» **Work task**: Please retype every entry, keeping each one exactly as written.

» **Stored data**:
* * * * *

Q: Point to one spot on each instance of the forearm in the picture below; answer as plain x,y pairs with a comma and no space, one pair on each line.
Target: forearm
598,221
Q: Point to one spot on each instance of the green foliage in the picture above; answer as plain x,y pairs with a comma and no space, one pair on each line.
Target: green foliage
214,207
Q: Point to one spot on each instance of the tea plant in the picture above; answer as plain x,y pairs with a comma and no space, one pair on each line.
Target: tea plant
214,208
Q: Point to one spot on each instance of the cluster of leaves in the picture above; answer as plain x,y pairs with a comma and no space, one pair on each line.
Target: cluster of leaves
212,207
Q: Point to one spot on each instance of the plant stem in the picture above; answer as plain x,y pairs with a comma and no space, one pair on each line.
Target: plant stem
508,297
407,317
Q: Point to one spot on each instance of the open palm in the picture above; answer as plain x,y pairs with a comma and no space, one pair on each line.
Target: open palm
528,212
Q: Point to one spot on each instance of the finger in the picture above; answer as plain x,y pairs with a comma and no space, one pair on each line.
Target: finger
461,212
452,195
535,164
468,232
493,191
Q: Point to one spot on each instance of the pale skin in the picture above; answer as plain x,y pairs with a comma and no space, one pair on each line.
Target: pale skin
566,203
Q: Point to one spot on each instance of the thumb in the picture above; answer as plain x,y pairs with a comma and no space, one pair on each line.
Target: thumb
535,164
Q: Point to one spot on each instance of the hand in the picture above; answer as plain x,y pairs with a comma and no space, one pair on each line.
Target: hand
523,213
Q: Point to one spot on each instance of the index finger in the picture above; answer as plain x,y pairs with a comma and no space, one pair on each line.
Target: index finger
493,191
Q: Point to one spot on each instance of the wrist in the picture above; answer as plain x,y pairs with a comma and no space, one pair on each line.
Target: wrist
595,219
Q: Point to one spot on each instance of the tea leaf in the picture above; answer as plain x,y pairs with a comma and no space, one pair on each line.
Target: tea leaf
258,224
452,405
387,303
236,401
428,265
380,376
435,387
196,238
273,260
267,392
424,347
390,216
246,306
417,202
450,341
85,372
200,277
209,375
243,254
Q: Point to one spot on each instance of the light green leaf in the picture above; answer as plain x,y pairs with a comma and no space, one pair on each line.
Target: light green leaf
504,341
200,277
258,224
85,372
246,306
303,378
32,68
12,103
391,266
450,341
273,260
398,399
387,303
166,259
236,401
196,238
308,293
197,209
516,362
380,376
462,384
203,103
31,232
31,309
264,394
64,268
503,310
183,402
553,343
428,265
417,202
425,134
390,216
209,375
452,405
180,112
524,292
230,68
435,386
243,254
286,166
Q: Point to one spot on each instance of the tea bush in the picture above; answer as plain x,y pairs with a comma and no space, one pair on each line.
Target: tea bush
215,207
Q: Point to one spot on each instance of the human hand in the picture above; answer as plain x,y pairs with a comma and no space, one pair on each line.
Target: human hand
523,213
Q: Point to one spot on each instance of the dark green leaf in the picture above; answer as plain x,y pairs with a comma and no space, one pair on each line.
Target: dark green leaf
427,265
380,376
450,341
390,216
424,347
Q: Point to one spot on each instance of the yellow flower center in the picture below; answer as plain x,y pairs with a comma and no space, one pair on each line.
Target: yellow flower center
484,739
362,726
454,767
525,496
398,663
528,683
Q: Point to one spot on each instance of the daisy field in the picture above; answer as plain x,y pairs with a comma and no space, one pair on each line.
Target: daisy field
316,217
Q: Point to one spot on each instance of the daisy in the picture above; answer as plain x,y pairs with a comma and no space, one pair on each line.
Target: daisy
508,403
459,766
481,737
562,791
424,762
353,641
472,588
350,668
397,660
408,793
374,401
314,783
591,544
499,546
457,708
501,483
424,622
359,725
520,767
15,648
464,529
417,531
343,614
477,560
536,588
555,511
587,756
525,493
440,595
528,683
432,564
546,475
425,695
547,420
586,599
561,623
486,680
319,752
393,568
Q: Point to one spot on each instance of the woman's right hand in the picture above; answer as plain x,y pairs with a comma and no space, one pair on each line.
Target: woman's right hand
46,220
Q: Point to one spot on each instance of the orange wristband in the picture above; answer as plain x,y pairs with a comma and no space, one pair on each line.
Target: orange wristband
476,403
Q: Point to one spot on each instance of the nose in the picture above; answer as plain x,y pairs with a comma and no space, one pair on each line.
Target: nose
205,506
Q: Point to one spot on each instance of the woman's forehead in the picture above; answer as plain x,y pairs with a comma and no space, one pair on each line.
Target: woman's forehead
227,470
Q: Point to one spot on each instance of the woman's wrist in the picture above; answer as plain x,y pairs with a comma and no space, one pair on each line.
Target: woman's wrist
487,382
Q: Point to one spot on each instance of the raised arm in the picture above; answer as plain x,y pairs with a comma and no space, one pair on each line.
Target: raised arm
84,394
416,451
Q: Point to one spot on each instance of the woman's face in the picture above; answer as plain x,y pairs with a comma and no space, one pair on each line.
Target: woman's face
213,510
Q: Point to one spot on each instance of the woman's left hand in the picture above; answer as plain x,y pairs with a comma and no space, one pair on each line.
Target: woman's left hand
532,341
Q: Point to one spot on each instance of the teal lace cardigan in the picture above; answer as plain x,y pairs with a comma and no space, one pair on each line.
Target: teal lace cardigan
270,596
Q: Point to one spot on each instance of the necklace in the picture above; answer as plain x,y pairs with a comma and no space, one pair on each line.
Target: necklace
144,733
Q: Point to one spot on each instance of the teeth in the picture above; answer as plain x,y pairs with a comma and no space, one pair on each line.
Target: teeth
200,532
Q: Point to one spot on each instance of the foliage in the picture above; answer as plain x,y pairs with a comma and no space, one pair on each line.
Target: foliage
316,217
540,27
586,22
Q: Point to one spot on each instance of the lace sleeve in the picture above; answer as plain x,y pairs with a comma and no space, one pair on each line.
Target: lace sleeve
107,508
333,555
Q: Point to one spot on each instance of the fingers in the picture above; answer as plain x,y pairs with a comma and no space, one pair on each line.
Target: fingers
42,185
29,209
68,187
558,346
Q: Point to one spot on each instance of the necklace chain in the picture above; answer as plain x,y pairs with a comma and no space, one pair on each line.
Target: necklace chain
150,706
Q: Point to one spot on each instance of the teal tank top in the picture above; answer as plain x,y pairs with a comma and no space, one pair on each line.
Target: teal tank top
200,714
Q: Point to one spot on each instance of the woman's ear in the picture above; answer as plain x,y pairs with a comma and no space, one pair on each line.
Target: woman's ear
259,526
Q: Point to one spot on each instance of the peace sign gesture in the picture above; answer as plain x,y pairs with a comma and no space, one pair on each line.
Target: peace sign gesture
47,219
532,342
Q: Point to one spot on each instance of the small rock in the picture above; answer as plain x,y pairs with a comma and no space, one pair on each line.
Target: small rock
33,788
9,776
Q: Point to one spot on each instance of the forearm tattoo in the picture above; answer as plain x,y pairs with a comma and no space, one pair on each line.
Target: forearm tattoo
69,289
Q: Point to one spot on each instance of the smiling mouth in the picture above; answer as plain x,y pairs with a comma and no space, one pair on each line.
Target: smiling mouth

* * * * *

» **Exercise response**:
Q: Point to one spot on each instance of the forearm in the picture below; answer as plain x,y pairs with a comma and no space, one pair on each line.
Target: forearm
598,221
Q: Point to one spot on each instance of the green foliage in the picture above; answer as plain x,y pairs with a comma and no space, one pair on each line.
Target: green foliage
214,207
Q: Point to one spot on each instance of the tea plant in the picture above; answer as plain x,y pairs with a comma and no space, one pair on each line.
Target: tea plant
214,208
Q: Point to one spot on each instance of the cluster of leaves in the picture above; answer as plain x,y pairs with a comma and no space, one pair on each line.
Target: cluster of leaves
212,207
Q: Point to one spot on each instance of the plant stem in the picture above; answer as plain x,y pairs with a comma and no space, one pair on each line.
Target: plant stem
508,297
407,317
Q: Point to one spot on each instance of the open palm in the picture above; answer as plain x,y pairs with a comma and no space, one pair on each line.
Target: open palm
528,212
Q: Point to one spot on each instance of the finger in the picture above; answer as plain x,y pairs with a comma and no space, one pair on each line.
Target: finger
461,212
452,195
535,164
468,232
493,191
Q: Point to one spot on each instance of the pale skin in the picture above; answer as plain x,y pairs with a comma and no space, one pair on each line.
Target: pale skin
566,203
Q: Point to one spot on each instance of the thumb in the picture above; answer as plain x,y pairs with a comma and no space, one pair on each line.
Target: thumb
535,164
Q: Point to one spot on each instance of the hand in the picture above; answer as plain x,y pairs with a comma and no space, one pair on each line.
Target: hand
523,213
Q: Point to one spot on each instance of the index finger in the picture above; answer as plain x,y pairs with a comma and no space, one pair on each line.
Target: index finger
493,191
Q: Point to one spot on each instance of the wrist in the picture above; answer as plain x,y pairs with a comma and no space, one pair on each line.
Target: wrist
595,219
Q: Point to one spot on each instance of the tea leaf in the picture above; answer as plain x,y pairs with a comma and no space, one pair on each line.
Target: tea leaf
258,224
452,405
387,303
236,401
428,265
380,376
435,387
196,238
273,260
267,392
424,347
390,216
246,306
417,202
450,341
85,372
200,277
209,375
243,254
Q: Point to one spot on each instance of the light green leaf in the picture above; answer as plain x,y pairs with a comma and no space, one pair on each line.
Target: light green leaf
504,341
200,277
258,224
85,372
246,306
303,378
32,68
12,103
391,266
450,341
273,260
398,399
387,303
166,259
236,401
196,238
308,293
197,209
516,362
380,376
462,384
203,103
31,232
31,309
264,394
64,268
503,310
183,402
553,343
428,265
417,202
425,134
390,216
209,375
452,405
180,112
524,292
230,68
435,386
243,254
286,166
Q: Point to one spot on each instance of the tea bush in the picture above; answer as plain x,y pairs with a comma and no space, one pair on each line.
Target: tea bush
215,207
Q: Point to one spot on each instance of the human hand in the picture above; answer as plain x,y pairs with a comma and no space, one pair on each line.
Target: human hand
523,213
Q: Point to one spot on each instance of the dark green leaf in the picture above; answer as plain x,y pairs with a comma and no space, one pair on each line.
Target: dark green leaf
427,265
380,376
450,341
390,216
424,347
Q: Point to one spot on each instance of the yellow flower center in the picture below; answer as plain x,y pairs with a comma and no space, one pair on each line.
Target: yellow flower center
484,739
362,726
454,767
525,496
398,663
528,683
Q: Point to one spot on each instance of the daisy field in the picture above; answer as plain x,y pairs with a comma and no space, one pair on each line.
Target: daisy field
316,217
Q: Point to one spot on each instance of the daisy in the picture above; answer as plain x,y pairs with a comma and no space, one pair on each line.
Target: daisy
508,403
459,766
481,737
562,791
424,762
353,641
472,588
350,668
397,660
408,793
374,401
314,783
591,544
499,546
457,708
501,483
424,622
359,725
520,767
15,648
464,529
417,531
343,614
477,560
536,588
555,511
587,756
525,493
440,595
528,683
432,564
546,475
425,695
547,420
586,599
561,623
486,680
319,752
393,568
Q: Point to one spot on each instance of the woman's right hand in the picture above; answer as plain x,y pairs with a comma and no space, one pair on each line.
Target: woman's right hand
46,220
Q: Point to one spot on each instance of the orange wristband in the picture above; answer as plain x,y pairs with a comma and no space, one pair on each line.
Target: orange wristband
476,403
Q: Point to one spot on each instance of the nose in the picture above; answer as plain x,y pairs with a comma and no space, one pair on each line.
Target: nose
205,506
Q: Point to one spot on each instance of the woman's forehead in the picture above; answer as plain x,y pairs with a comma and no space, one pair on each line.
Target: woman's forehead
227,470
Q: Point to one spot on each instance of the woman's wrist in the picture above; answer as plain x,y pairs with a comma and no space, one pair on each line.
Target: woman's wrist
487,382
Q: Point to one spot on each instance of the raised arm in the picture above; answer as plain x,y pairs with a comma and no space, one pair on each line.
Target: raised arm
84,394
416,451
Q: Point to one spot on each instance of the woman's face in the picture above; answer as plain x,y pairs with a comma and no space, one pair on each line.
Target: woman's face
213,510
Q: Point to one spot on each instance of the woman's left hand in the picture above; answer as plain x,y pairs with a comma and no space, one pair on each line.
Target: woman's left hand
532,341
Q: Point to one spot on each instance of the teal lace cardigan in the picture above; answer as plain x,y pairs with a comma and no space, one pair on each line.
Target: teal lace cardigan
270,596
Q: Point to one spot on each instance of the necklace in the picture above; answer as plain x,y pairs with a comma and no space, one pair on each line.
Target: necklace
144,733
Q: Point to one spot on each instance of the teeth in the picture above; answer as plain x,y pairs with a comma and no space, one pair on each line.
Target: teeth
200,532
Q: Point to one spot on each instance of the foliage in the picture above; answer as plain x,y pairs with a comma and no space, one pair on each line.
Target: foliage
316,217
540,27
586,22
Q: Point to one spot on each instance of the lace sleeve in the picture above; answer as plain x,y pairs with a comma and no space, one pair on each line.
Target: lace sleeve
107,508
333,555
Q: Point to one spot on each instance of the fingers in the picture above; answer as plain x,y pairs with a comma and no space, one pair on each line.
Target: fingers
42,185
29,209
68,187
558,346
Q: Point to one spot on each instance of the necklace chain in the picture above; answer as plain x,y pairs with a comma and no space, one pair on each line.
Target: necklace chain
150,706
Q: Point to one spot on each instance of the teal tank top in the picture above; answer as plain x,y pairs with a comma and no space, one pair on each line.
Target: teal tank top
200,714
Q: Point to one spot on each instance of the woman's ear in the picture above; answer as plain x,y pairs with a comma and no space, one pair on each line.
Target: woman's ear
259,526
Q: Point to one spot on each instance of the peace sign gesture in the picture above; answer as plain x,y pairs with a comma and no space, one pair on each line.
Target: peace sign gesture
47,219
532,342
Q: Point to one spot on each instance of the small rock in the picture above; answer as plain x,y pairs with a comma and no space, one pair on each line.
Target: small rock
33,788
9,776
Q: Point to one spot on each instance of the forearm tattoo in the picture above; answer as plain x,y pairs with a comma and no space, one pair on each line.
Target: forearm tattoo
69,289
Q: Point to one spot on each instance of the smiling mouth in the picture above; answer as plain x,y pairs with a comma and no space, one pair on each line.
Target: smiling mouth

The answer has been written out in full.